#### [Records from a data source]
****************************************

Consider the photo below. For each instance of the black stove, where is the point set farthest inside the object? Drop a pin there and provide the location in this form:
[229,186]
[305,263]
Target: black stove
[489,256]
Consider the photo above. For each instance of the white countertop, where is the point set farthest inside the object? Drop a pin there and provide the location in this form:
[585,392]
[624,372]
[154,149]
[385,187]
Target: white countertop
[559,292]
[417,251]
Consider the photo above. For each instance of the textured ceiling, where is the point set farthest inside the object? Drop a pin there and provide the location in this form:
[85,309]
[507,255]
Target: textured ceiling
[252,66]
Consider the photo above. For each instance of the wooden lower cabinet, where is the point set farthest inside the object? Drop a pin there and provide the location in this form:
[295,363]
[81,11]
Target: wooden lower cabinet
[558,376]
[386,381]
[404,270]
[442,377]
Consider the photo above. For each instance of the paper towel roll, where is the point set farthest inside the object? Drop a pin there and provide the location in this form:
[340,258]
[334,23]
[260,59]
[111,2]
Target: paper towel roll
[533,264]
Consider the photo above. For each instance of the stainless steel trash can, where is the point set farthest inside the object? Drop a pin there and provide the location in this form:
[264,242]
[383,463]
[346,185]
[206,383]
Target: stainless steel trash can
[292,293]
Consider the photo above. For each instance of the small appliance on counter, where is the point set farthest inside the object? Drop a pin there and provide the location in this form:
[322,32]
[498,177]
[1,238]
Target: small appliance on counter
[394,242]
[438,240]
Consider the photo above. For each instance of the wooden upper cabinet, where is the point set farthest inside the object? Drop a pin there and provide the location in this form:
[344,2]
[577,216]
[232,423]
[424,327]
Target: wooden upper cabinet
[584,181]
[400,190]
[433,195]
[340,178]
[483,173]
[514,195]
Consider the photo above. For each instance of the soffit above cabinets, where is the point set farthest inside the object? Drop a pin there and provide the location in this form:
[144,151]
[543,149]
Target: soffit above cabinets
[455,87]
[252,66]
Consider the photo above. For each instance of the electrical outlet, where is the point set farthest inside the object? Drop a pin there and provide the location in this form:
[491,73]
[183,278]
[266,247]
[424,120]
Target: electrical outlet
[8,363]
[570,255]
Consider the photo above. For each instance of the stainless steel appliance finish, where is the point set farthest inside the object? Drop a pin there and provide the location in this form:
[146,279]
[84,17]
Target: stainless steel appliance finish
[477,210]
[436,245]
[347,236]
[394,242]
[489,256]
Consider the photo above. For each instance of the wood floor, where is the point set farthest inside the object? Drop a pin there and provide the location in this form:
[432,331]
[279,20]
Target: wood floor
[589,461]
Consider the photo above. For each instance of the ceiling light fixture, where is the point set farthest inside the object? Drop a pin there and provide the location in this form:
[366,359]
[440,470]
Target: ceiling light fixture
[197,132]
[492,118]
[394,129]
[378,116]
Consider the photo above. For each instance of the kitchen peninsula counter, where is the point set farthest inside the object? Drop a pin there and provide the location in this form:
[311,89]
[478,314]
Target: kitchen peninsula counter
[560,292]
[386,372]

****************************************

#### [TO DO]
The data above must be reproduced in full, exactly as given.

#### [OUTPUT OF THE TASK]
Consider the photo below. For each instance of the black stove, where is the point set farthest inside the object? Drop a pin there and provide the location in this form:
[229,186]
[305,263]
Target: black stove
[489,256]
Consider the photo above. For each instance of the white countertop, where is the point set farthest inside the object? Drop a pin there and provide the location in this form:
[585,392]
[624,372]
[154,149]
[385,187]
Target: white countertop
[559,292]
[417,251]
Consider the photo above. For each instance of the textured ceiling, where is the point set farthest inside the object? Drop a pin there and provide the location in this form:
[85,309]
[507,255]
Target: textured ceiling
[252,66]
Consider the photo above. For each instance of the wooden lower cabinet, where is the point set farthest inside the object? Drop a pin there and provide the location in this form:
[295,363]
[81,11]
Target: wooden lower cabinet
[558,376]
[386,381]
[404,270]
[442,377]
Consider the photo above. For each instance of the paper towel roll, where is the point set farthest inside the object? Drop a pin there and provide the location in this form:
[340,258]
[334,23]
[260,59]
[111,2]
Target: paper towel roll
[533,264]
Consider the photo above. For each instance of the stainless steel trash can, where is the point set farthest inside the object? Drop a pin there and provide the location in this form:
[264,242]
[383,463]
[346,185]
[206,383]
Target: stainless steel trash can
[292,293]
Consider the photo above. For each instance of the small appliance on counter, where is the point set farthest inside the object? Drop a pin there and provide the location in this form:
[322,32]
[498,177]
[1,238]
Target: small appliance on counter
[394,242]
[438,240]
Consider the photo above. For each instance of the wooden upper cabinet, where is the point set farthest inside the object? Drop a pin there and provide the location in this form:
[344,2]
[577,216]
[232,423]
[424,327]
Target: wooden upper cabinet
[584,181]
[400,190]
[433,195]
[340,178]
[483,173]
[514,195]
Consider the photo above. For each instance of the soffit above cabinets, where is the point set farthest inside the object? Drop a pin there and provide the location in this form:
[144,151]
[543,149]
Target: soffit above cabinets
[455,87]
[252,66]
Consider the photo above. For each instance of the electrical outlet, where is the point set farthest inside the object? Drop a pin there and provide the location in this form:
[491,73]
[183,278]
[266,247]
[424,120]
Target: electrical outlet
[8,363]
[570,255]
Consider the photo above. For each instance of the stainless steel appliance finish, where is the point set farthest inside the object? Drop a pin there and provide the location in this form:
[146,279]
[84,17]
Target: stainless steel appliance finish
[477,210]
[436,245]
[347,236]
[394,242]
[489,256]
Consider the photo above. For each instance of the wood floor, where is the point set farthest inside the object? Drop a pin there and provide the location in this form:
[432,331]
[279,20]
Target: wood floor
[589,461]
Consider the photo above. For each instance of the ceiling light fixture, where is the point set farthest inside the object? Drop a pin there and provide the location in this form:
[366,359]
[440,470]
Target: ceiling light fixture
[197,132]
[492,118]
[394,129]
[378,116]
Consider the photo above. For each instance of the kitchen peninsula counter, where is the point set farthest inside the object? Drop a pin there and provide the location in this form:
[311,89]
[478,314]
Target: kitchen peninsula counter
[560,292]
[386,372]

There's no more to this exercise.